+++ Records provided +++

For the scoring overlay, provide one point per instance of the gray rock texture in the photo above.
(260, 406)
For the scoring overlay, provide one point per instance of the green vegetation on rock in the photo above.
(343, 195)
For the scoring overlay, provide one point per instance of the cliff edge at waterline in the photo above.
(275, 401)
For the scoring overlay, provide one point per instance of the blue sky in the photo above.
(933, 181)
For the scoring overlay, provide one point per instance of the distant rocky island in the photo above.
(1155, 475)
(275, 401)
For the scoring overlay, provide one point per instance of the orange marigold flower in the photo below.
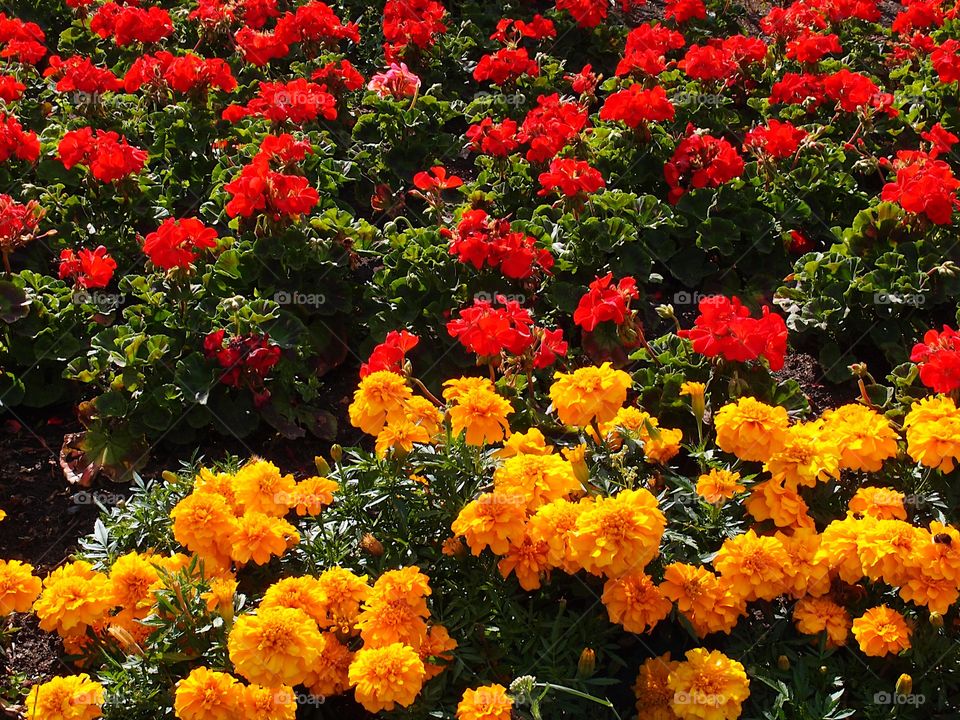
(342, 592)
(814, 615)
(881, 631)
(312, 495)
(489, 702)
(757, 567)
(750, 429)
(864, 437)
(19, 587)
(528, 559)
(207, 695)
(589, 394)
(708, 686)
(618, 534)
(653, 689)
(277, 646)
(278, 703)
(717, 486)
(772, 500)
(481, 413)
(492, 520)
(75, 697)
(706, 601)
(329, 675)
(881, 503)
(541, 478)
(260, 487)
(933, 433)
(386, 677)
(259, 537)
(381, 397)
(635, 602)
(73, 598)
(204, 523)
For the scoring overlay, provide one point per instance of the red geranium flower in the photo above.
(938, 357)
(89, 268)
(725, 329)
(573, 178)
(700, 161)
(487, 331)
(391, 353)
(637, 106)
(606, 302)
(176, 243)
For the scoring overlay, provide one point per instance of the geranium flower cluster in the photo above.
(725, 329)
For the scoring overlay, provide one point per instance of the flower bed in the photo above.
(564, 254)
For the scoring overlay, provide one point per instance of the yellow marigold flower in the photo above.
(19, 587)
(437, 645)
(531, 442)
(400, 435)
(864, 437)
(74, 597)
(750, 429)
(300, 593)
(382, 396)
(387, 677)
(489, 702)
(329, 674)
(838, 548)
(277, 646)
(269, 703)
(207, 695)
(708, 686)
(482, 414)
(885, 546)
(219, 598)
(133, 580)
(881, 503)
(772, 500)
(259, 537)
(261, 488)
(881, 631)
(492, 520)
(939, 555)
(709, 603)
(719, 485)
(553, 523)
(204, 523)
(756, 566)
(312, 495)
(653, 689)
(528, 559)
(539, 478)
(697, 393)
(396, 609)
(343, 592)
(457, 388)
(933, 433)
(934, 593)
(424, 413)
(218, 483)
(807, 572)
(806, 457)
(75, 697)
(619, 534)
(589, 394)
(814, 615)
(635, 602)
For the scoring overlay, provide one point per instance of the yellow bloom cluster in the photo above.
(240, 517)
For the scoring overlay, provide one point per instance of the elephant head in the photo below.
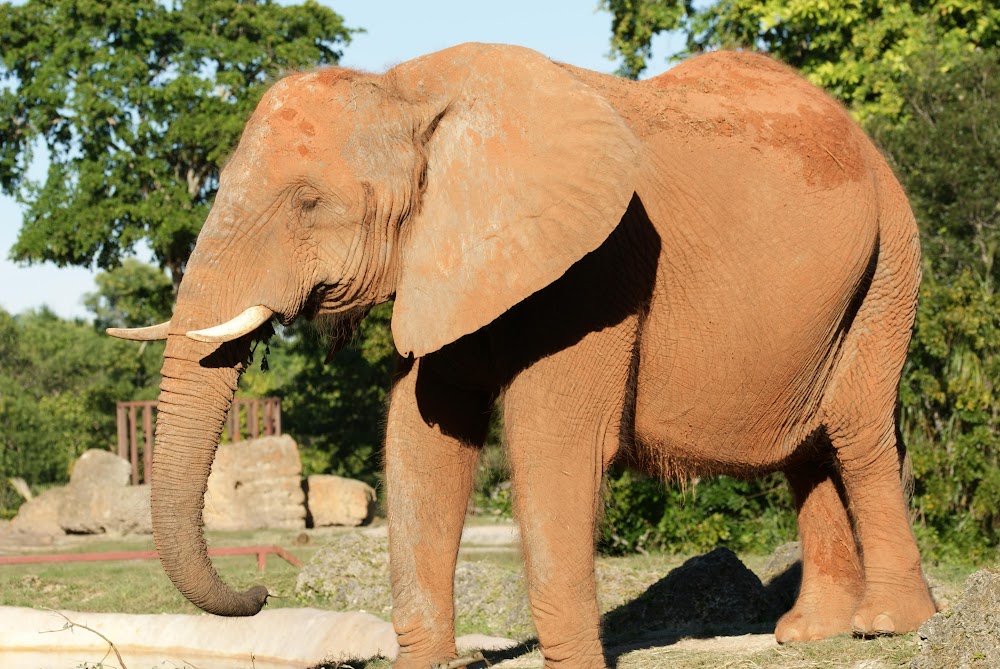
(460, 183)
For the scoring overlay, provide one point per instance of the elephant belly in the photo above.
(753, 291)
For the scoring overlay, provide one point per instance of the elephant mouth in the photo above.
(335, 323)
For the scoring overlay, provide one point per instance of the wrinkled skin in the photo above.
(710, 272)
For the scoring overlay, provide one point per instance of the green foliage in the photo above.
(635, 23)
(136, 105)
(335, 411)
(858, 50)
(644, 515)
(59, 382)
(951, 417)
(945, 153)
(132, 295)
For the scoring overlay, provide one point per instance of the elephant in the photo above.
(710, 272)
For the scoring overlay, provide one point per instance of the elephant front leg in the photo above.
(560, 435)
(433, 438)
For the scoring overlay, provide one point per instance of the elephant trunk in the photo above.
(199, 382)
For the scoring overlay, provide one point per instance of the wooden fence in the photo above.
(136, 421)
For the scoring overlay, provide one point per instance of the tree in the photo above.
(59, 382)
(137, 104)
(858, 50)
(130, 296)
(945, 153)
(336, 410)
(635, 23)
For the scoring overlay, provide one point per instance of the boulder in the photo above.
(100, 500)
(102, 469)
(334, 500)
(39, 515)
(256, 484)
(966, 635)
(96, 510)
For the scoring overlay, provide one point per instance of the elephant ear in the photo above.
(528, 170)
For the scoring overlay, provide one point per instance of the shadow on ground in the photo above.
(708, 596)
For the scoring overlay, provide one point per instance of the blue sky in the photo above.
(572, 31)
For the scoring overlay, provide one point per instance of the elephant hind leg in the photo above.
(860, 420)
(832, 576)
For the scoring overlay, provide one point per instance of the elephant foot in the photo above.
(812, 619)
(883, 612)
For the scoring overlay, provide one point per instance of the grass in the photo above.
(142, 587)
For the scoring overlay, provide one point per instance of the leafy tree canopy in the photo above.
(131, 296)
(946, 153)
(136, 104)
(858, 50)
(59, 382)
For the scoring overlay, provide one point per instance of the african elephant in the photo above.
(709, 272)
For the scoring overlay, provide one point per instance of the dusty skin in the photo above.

+++

**Stated task**
Skip the pictures and transcribe the rest of the records exactly.

**Correct output**
For the scoring overlay, provide one point per instance of the gray rock texture in the photo above.
(260, 406)
For the scoring overlay, provide one point per instance of the green vegetation on rock in the photo above.
(343, 195)
For the scoring overlay, provide one point per instance of the cliff edge at waterline in the photo above.
(275, 401)
For the scoring overlay, provide one point per instance of the blue sky in the photo above.
(933, 181)
For the scoring overlay, provide one point per instance of the distant rocky island in the photo above.
(1155, 475)
(275, 401)
For the scoring overlay, provide one point per instance of the orange marigold flower in the photo below.
(342, 592)
(814, 615)
(881, 631)
(312, 495)
(489, 702)
(757, 567)
(750, 429)
(864, 437)
(19, 587)
(528, 559)
(207, 695)
(589, 394)
(708, 686)
(618, 534)
(653, 689)
(277, 646)
(278, 703)
(717, 486)
(772, 500)
(481, 413)
(492, 520)
(75, 697)
(706, 601)
(329, 675)
(881, 503)
(541, 478)
(260, 487)
(933, 433)
(386, 677)
(259, 537)
(381, 397)
(635, 602)
(73, 598)
(204, 523)
For the scoring overlay, provide one point per instance of the red geranium flower in the photo above.
(938, 357)
(89, 268)
(725, 329)
(573, 178)
(700, 161)
(487, 331)
(391, 353)
(637, 106)
(606, 302)
(176, 243)
For the scoring overlay, provide one point per instance of the geranium flower cluster in the photo above.
(725, 329)
For the scoring overlay, provide one point per instance of the flower bed in the photo above.
(564, 254)
For the scoring overlay, provide one point per instance of the yellow marigold flower in the photo above.
(19, 587)
(437, 645)
(531, 442)
(400, 435)
(864, 437)
(74, 597)
(750, 429)
(300, 593)
(382, 396)
(387, 677)
(489, 702)
(329, 674)
(838, 548)
(277, 646)
(269, 703)
(207, 695)
(708, 686)
(482, 414)
(885, 546)
(219, 598)
(133, 580)
(881, 503)
(772, 500)
(259, 537)
(261, 488)
(881, 631)
(492, 520)
(939, 555)
(709, 603)
(719, 485)
(553, 523)
(204, 523)
(756, 566)
(312, 495)
(653, 689)
(528, 559)
(539, 478)
(697, 393)
(396, 609)
(343, 592)
(457, 388)
(933, 433)
(934, 593)
(424, 413)
(218, 483)
(807, 572)
(806, 457)
(75, 697)
(619, 534)
(589, 394)
(814, 615)
(635, 602)
For the scoring overlay, provide one point per instance of the yellow bloom cluster in the photo above.
(240, 517)
For the scoring overlay, provide one point per instance of the elephant head in the photo below.
(460, 183)
For the scoring overlay, provide one point per instance of the elephant belly in the photo above.
(753, 291)
For the scoring overlay, provide one point per instance of the elephant mouth in the photo above.
(335, 323)
For the scoring overlay, provide one point per instance of the wrinkled skin in the photo above.
(710, 272)
For the scoring overlay, provide one point per instance of the green foliage in the photo above.
(635, 23)
(136, 105)
(335, 411)
(858, 50)
(644, 515)
(59, 382)
(951, 417)
(945, 153)
(132, 295)
For the scoring overlay, provide one point per instance of the elephant in the photo above.
(710, 272)
For the scoring overlay, provide one point per instance of the elephant front leg in the photo above.
(560, 435)
(433, 438)
For the scoring overlay, provide one point per instance of the elephant trunk in the photo above.
(199, 382)
For the scoring overlay, provide one point per instance of the wooden fence in the photo above.
(136, 421)
For the scoring overlay, provide one point per instance of the tree in the photo above.
(59, 382)
(137, 104)
(858, 50)
(130, 296)
(945, 153)
(336, 410)
(635, 23)
For the scoring overlay, provide one point per instance of the boulder in the photo above.
(100, 500)
(102, 469)
(334, 500)
(39, 515)
(256, 484)
(966, 635)
(96, 510)
For the scoring overlay, provide one point per instance of the elephant ear in the photo above.
(528, 170)
For the scoring overlay, provide one point per instance of the shadow on ground in the photo above.
(708, 596)
For the scoring overlay, provide one point per instance of the blue sky in the photo above.
(572, 31)
For the scoring overlay, provide one point per instance of the elephant hind leg in the photo above.
(860, 420)
(832, 576)
For the scoring overlay, provide one point per instance of the elephant foot in the photo above.
(812, 619)
(883, 612)
For the scoring overlay, provide one point per instance of the grass in the photo above.
(142, 587)
For the scoring overlay, provide one point per instance of the leafy tree canopy in the photo above.
(131, 296)
(946, 153)
(136, 104)
(858, 50)
(59, 382)
For the scoring overlay, provide one point per instance of the african elephant in the photo above.
(709, 272)
For the scoring overlay, provide one point per instance of the dusty skin in the photo above.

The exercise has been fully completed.